### The task
Could you copy exactly the lines from the one containing "Please place a point on the autumn" through the last line of the records below, leaving out any pictures?

### Dataset content
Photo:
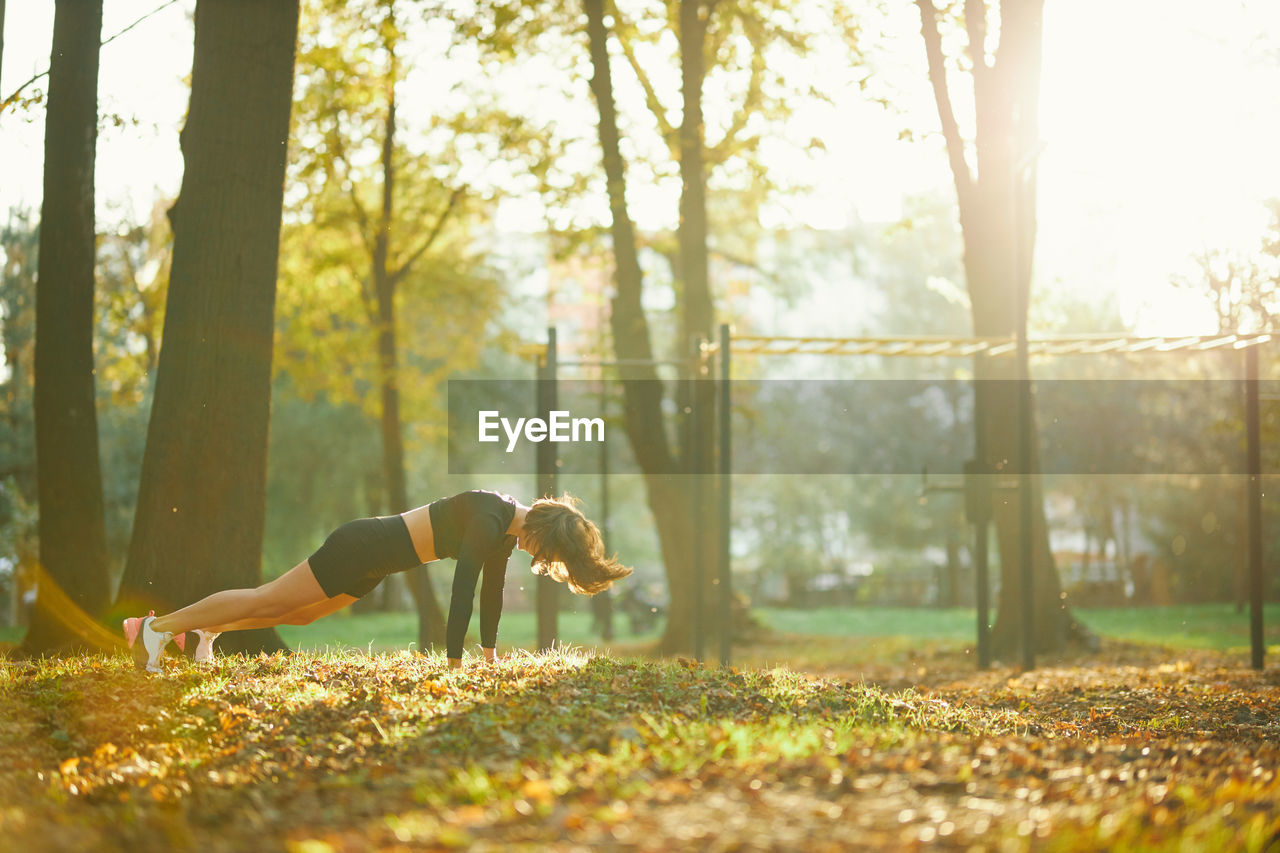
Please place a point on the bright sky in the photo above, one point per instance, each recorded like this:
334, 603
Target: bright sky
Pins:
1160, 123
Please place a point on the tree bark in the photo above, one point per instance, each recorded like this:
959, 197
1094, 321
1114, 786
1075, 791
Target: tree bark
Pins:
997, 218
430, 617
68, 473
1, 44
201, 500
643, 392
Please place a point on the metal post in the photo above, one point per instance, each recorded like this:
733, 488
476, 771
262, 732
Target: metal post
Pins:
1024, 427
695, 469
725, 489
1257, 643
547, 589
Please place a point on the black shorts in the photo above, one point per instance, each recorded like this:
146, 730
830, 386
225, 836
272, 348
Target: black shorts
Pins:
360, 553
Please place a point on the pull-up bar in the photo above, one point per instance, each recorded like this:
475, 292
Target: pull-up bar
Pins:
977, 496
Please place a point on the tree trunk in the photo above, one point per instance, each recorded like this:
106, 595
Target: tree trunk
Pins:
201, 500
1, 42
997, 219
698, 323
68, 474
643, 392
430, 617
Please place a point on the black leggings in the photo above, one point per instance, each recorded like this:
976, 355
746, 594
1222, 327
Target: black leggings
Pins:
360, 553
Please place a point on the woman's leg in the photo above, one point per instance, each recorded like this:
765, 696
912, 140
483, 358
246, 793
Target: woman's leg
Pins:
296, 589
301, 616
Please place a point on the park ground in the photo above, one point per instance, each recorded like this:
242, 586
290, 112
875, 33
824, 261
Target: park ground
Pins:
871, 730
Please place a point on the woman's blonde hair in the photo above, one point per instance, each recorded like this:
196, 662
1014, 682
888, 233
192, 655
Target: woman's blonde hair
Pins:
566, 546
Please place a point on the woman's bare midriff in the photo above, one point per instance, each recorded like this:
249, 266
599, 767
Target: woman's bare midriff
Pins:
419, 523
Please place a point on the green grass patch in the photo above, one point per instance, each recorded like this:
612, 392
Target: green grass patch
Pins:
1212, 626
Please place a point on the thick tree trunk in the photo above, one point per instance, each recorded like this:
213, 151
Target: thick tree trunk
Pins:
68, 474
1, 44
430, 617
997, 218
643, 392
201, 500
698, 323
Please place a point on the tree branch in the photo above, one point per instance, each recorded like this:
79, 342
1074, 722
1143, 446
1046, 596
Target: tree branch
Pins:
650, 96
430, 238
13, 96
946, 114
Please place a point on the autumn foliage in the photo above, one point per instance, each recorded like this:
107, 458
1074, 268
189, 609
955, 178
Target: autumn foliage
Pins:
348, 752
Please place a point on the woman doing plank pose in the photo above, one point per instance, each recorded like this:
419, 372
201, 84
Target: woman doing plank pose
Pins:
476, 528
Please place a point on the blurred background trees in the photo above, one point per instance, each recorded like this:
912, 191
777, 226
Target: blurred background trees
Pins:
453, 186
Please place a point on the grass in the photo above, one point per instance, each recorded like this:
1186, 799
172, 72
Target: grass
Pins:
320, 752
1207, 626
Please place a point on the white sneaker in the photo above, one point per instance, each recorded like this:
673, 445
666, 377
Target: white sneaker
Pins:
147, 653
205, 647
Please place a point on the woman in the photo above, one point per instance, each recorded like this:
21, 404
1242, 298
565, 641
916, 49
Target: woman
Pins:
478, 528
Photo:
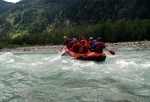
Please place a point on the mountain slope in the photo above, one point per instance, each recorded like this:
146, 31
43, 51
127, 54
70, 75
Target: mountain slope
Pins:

### Solution
Please place a point on the autumn foliage in the photo above, one point per instance, each recorded like this:
107, 458
1074, 268
189, 609
955, 178
Target: autumn foliage
Pins:
348, 752
Please place a point on the woman doing plank pose in the photo above, one point per instance, each recorded like this:
419, 372
201, 84
Target: woman doing plank pose
Pins:
476, 528
Please place a point on the blurred background trees in the photo above, one point per instance, each recorded like this:
912, 191
777, 226
Target: blurred background trees
Pins:
453, 186
Please place a point on the grass in the photo above, one point per instance, each recorded like this:
1186, 799
172, 72
Target: grass
Pins:
320, 752
1207, 626
Please place a point on the white sneaker in the photo above, one point per instance, each recorded like this:
673, 445
666, 377
Target: white sneaker
Pins:
147, 653
205, 647
Please place a point on the woman in the photo above, one point per instance, each recorded like this:
21, 404
1242, 298
565, 641
916, 49
Target: woman
Pins:
478, 528
Photo:
Please place a point on the mountain slope in the photo above, one point per instance, each recorded like this:
146, 31
43, 51
127, 54
70, 75
Target: mountain slope
Pins:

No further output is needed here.